→ **DIRECTIONS**
1. Answer these from the passage on ocean colour time series, one line each:
(a) What causes the significant inter-mission inconsistencies in a merged data set?
(b) In which time series do the sudden steps appear?
(c) What is the novel method called?
2. In the passage on ocean colour time series, translate this sentence into Spanish: "These inconsistencies appear as sudden steps when a satellite mission is introduced or terminated in the OC-CCI-v5 time series."
3. Turn the paragraph of the passage on ocean colour time series that begins "The importance of temporal consistency" into a short bulleted list that keeps its main facts.

→ **SELECTED TEXT**

※

The importance of temporal consistency in long-term time series cannot be stressed enough (GCOS, 2011). This study demonstrates that differences in data coverage of ocean colour satellite missions result in significant inter-mission inconsistencies in a merged data set. These inconsistencies appear as sudden steps when a satellite mission is introduced or terminated in the OC-CCI-v5 time series. We suspect that coverage discrepancies between sensors potentially affects multiple studies that use merged satellite data sets - in context with ocean colour, since similar patterns have been found earlier (e.g., Kahru et al., 2012, 2015; Navarro et al., 2017; Sankar et al., 2019; Kulk et al., 2020; Joseph et al., 2021). A novel method, the TGDM, is introduced that leads to a temporal homogenisation of observations per geographic pixel in the data set and effectively reduces the observed inter-mission inconsistencies in the time series. In our view, the results offer improved insights by enhancing the interpretation of merged data sets, and in particular that of ocean colour time series.

※

→ **DATA EXTRACT**
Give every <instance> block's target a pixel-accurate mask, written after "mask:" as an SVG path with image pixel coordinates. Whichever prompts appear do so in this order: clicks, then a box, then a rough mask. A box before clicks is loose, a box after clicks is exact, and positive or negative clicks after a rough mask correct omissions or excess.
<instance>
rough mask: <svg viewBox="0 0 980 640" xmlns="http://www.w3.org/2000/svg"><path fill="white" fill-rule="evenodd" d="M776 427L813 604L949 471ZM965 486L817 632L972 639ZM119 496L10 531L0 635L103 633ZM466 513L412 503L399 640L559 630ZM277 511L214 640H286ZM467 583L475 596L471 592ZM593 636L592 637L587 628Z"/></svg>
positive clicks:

※

→ **RESPONSES PER TASK**
1.
(a) Differences in data coverage of ocean colour satellite missions.
(b) The OC-CCI-v5 time series.
(c) The TGDM.

2. Estas inconsistencias aparecen como saltos repentinos cuando se introduce o se da por terminada una misión satelital en la serie temporal OC-CCI-v5.

3.
- Temporal consistency is very important in long-term time series (GCOS, 2011).
- Differences in data coverage between ocean colour satellite missions cause significant inter-mission inconsistencies in a merged data set.
- These inconsistencies show up as sudden steps in the OC-CCI-v5 time series when a mission is introduced or terminated.
- Coverage discrepancies between sensors may affect multiple studies that use merged satellite data sets, since similar patterns have been found earlier.
- A novel method, the TGDM, homogenises observations over time per geographic pixel and effectively reduces the inter-mission inconsistencies.
- The authors see the results as improving the interpretation of merged data sets, especially ocean colour time series.